### Data to process

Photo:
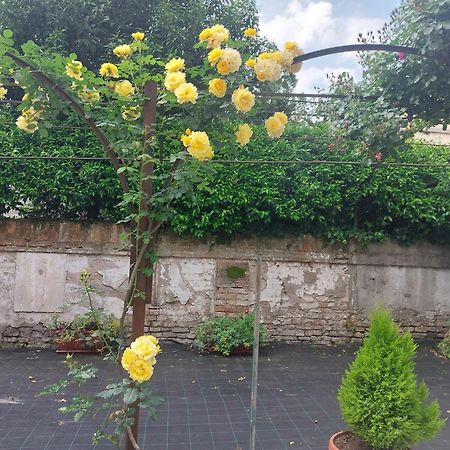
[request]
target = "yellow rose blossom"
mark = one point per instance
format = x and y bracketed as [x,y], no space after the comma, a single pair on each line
[124,88]
[282,117]
[123,51]
[144,349]
[140,370]
[199,146]
[128,358]
[243,134]
[267,70]
[218,87]
[148,338]
[250,62]
[73,70]
[131,113]
[30,126]
[3,91]
[173,80]
[250,32]
[89,95]
[186,93]
[214,55]
[109,70]
[175,65]
[138,36]
[274,127]
[243,99]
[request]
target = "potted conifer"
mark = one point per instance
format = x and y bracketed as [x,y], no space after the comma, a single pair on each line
[379,396]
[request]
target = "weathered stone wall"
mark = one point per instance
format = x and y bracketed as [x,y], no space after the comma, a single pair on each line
[308,291]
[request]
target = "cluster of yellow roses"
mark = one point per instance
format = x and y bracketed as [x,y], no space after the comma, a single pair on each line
[175,82]
[268,66]
[139,358]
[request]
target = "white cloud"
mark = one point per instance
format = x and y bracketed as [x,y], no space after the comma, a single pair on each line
[311,77]
[315,25]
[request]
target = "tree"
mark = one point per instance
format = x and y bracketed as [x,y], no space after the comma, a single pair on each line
[419,84]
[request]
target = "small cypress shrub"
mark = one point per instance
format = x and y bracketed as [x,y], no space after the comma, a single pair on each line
[380,398]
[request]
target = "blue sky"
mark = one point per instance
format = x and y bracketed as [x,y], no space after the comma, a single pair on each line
[317,24]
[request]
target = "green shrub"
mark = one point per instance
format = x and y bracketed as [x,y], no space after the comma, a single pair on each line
[380,398]
[223,334]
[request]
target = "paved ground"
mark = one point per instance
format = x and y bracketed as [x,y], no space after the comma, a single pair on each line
[207,399]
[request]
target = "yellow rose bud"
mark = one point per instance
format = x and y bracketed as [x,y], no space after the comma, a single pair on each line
[250,62]
[199,146]
[123,51]
[250,32]
[109,70]
[128,358]
[3,91]
[131,113]
[173,80]
[282,117]
[243,134]
[73,70]
[138,36]
[140,370]
[175,65]
[218,87]
[214,55]
[124,88]
[186,92]
[243,99]
[274,127]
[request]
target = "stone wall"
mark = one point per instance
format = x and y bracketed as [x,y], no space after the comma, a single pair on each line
[308,291]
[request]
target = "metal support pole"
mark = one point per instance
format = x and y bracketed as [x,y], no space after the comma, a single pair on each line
[252,440]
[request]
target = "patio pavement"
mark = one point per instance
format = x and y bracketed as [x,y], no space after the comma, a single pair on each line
[207,399]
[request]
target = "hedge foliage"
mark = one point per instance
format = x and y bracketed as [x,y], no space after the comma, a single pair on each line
[335,202]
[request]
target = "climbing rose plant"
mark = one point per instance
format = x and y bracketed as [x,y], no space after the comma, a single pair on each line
[204,103]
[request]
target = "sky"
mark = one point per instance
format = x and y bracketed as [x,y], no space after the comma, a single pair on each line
[317,24]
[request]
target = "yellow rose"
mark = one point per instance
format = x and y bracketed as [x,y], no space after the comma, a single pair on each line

######

_What is needed_: Pick out each line above that contains the word "stone" and copy those lines out.

_Completed exercise_:
target = "weathered stone wall"
target = "stone wall"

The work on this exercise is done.